## [TO DO]
Pull out each line of the material below that contains the string "white", and copy those lines whole.

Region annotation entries
==============================
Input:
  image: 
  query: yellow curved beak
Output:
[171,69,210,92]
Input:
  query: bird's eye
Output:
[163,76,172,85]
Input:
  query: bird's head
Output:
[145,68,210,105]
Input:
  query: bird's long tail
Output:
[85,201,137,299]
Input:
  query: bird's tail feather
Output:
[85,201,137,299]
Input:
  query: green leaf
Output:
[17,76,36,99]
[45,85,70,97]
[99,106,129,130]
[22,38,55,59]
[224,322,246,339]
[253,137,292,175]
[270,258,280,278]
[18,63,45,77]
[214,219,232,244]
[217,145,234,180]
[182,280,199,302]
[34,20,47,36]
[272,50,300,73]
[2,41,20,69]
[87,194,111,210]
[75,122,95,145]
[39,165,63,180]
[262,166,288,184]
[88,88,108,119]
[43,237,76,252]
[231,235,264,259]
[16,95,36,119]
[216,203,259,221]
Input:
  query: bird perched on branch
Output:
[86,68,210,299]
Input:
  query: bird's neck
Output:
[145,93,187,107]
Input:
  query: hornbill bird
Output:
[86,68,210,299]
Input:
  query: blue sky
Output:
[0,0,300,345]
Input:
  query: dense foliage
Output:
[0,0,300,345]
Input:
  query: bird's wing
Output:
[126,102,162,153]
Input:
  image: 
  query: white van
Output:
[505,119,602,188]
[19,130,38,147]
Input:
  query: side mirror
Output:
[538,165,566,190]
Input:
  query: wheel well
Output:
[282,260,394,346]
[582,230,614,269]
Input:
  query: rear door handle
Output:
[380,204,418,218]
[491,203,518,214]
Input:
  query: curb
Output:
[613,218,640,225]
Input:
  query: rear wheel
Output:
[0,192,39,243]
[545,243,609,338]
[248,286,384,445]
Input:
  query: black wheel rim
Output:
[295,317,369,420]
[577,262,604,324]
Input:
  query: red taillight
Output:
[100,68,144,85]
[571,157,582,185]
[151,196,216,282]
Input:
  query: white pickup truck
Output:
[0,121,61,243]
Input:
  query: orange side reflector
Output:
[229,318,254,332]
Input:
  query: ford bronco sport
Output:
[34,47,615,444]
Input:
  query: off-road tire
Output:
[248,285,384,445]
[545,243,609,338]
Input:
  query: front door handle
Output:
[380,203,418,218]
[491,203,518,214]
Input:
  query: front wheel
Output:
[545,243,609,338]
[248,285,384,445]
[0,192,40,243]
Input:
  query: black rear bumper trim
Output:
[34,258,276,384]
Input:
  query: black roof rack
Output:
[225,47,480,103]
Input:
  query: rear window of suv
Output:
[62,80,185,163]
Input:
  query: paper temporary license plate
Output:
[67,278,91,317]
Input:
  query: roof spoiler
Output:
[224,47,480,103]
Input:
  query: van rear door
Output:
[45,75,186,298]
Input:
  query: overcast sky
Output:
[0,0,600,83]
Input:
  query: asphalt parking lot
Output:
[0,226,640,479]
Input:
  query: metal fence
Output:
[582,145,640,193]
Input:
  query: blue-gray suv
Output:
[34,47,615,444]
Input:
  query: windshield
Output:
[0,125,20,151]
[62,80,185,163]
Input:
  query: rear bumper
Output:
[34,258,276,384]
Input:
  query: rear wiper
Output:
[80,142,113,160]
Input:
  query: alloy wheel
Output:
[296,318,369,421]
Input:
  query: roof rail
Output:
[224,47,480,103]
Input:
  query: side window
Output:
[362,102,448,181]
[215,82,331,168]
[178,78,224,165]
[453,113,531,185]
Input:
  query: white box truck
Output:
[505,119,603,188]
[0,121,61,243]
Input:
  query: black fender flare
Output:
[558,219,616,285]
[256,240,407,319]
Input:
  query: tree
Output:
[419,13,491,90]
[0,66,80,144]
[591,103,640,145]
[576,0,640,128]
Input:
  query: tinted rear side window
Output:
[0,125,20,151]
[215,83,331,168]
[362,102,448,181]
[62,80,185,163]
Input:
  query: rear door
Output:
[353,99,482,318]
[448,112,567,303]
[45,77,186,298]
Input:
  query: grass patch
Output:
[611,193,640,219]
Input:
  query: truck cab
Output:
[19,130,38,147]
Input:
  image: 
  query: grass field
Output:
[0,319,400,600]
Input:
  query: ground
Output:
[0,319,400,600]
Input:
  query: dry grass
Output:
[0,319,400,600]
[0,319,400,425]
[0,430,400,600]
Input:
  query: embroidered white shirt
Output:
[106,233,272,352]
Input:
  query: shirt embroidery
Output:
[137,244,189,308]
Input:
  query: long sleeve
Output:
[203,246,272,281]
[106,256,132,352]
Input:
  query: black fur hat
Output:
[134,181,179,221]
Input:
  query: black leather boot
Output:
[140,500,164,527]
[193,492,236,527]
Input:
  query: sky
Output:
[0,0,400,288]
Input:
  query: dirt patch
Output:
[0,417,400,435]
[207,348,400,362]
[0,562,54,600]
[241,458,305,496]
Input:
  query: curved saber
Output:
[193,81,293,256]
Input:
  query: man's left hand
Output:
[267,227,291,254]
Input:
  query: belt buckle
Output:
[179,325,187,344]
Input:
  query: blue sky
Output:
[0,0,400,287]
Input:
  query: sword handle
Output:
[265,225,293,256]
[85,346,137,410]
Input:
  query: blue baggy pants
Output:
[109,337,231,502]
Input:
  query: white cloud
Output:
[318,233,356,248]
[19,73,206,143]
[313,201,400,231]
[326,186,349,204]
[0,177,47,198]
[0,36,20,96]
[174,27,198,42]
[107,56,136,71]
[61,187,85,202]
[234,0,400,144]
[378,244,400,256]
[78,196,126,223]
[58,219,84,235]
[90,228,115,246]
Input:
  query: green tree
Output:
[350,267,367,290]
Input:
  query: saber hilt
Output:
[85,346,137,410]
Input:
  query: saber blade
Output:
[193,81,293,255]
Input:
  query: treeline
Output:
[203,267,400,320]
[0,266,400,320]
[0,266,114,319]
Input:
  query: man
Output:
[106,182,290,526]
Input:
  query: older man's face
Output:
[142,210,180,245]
==============================
## [THE OUTPUT]
  query: white van
  query: white pickup truck
  query: white box truck
  query: embroidered white shirt
  query: white cloud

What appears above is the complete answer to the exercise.